> [Task details] In the listing that follows, the lines starting at the one containing "of the cobblestone" and ending at the one containing "Target: cobblestone street" are to be returned exactly, both boundary lines included, and no others.

> [Materials provided]
- - - -

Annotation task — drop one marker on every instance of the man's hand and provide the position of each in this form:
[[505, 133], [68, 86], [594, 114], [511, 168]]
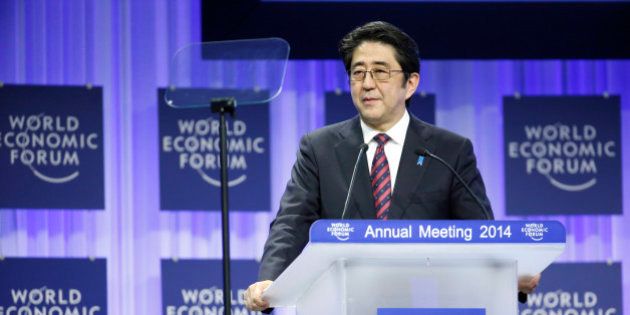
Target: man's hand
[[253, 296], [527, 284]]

- - - -

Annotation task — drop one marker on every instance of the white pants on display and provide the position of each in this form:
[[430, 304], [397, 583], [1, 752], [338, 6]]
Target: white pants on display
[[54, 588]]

- - - -

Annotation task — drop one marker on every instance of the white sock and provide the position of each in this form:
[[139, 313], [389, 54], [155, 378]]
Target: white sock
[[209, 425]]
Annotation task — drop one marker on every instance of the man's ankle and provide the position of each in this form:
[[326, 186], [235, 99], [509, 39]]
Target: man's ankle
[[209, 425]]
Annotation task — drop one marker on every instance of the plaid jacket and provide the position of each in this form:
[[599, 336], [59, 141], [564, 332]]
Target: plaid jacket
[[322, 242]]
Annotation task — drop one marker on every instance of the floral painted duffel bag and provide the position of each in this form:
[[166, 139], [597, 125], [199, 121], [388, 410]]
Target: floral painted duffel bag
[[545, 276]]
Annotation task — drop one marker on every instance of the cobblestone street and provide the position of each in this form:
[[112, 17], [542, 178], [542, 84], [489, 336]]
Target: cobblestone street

- - - -

> [Task result]
Annotation task — drop one marker on every instance of the cobblestone street and provide the position of each in this form:
[[112, 17], [542, 178], [542, 84], [489, 336]]
Target: cobblestone street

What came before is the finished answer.